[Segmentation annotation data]
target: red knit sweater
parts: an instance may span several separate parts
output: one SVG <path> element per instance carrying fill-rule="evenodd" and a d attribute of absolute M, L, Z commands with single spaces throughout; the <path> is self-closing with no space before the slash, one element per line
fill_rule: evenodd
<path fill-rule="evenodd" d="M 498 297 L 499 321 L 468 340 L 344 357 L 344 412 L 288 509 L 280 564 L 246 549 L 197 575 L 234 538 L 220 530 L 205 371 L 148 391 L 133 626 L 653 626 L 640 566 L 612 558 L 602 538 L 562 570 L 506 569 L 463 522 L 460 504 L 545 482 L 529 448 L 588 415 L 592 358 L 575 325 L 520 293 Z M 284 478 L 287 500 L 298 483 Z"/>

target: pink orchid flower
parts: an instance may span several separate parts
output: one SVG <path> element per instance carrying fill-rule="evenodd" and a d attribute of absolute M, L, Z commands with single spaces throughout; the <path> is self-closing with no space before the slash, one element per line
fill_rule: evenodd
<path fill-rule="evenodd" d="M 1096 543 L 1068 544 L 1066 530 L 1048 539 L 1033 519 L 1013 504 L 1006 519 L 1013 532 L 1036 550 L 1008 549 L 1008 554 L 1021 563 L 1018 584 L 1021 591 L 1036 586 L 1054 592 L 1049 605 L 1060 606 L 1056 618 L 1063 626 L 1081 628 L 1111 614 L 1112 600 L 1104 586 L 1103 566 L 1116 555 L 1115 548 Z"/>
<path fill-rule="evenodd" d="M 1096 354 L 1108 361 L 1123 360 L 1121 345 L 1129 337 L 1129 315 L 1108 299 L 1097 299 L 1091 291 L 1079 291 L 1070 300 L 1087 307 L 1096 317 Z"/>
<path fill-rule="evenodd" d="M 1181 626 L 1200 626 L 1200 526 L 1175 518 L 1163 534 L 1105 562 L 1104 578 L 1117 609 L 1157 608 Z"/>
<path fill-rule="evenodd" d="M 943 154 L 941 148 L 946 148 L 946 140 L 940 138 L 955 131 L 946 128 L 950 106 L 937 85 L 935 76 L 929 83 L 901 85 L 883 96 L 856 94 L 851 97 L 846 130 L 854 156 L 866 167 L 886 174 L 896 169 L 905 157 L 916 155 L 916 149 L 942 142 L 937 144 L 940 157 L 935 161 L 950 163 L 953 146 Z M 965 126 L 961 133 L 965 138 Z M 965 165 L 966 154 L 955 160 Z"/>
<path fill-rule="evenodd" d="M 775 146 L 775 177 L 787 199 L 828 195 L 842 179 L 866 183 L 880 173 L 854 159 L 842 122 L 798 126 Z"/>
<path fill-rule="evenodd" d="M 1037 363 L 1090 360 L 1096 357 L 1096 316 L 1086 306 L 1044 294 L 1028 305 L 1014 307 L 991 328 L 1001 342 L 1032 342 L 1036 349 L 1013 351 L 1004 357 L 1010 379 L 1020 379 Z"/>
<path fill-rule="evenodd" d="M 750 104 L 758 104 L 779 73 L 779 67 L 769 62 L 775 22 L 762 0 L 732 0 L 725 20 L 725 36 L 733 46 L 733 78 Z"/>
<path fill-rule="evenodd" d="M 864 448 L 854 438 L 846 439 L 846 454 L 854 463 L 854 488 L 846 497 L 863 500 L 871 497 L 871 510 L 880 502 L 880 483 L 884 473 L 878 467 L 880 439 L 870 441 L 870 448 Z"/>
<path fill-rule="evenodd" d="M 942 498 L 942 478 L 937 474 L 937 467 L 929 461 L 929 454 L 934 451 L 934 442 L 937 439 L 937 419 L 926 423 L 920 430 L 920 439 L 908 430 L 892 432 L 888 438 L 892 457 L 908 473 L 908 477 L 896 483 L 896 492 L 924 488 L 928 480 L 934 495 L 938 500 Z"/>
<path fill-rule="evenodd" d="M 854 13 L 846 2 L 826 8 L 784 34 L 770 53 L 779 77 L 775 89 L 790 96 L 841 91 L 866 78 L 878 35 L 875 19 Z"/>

- Problem details -
Rewrite the data above as a numbered list, from its first line through the line containing "498 297 L 499". Leave out any blank lines.

- Solution to the exercise -
1. target: red knit sweater
2. parts: an instance may span several separate parts
3. output: one SVG <path> element per instance carrying fill-rule="evenodd" and a d attribute of absolute M, L, Z commands with single spaces throughout; the <path> is self-closing with no space before the slash, one element per line
4. fill_rule: evenodd
5. <path fill-rule="evenodd" d="M 498 297 L 499 321 L 468 340 L 344 357 L 344 412 L 288 509 L 280 564 L 246 549 L 197 575 L 234 538 L 220 530 L 205 371 L 148 391 L 133 626 L 653 626 L 640 566 L 612 558 L 602 538 L 562 570 L 506 569 L 463 522 L 460 504 L 545 482 L 529 448 L 588 415 L 592 358 L 575 325 L 520 293 Z M 284 478 L 287 500 L 298 483 Z"/>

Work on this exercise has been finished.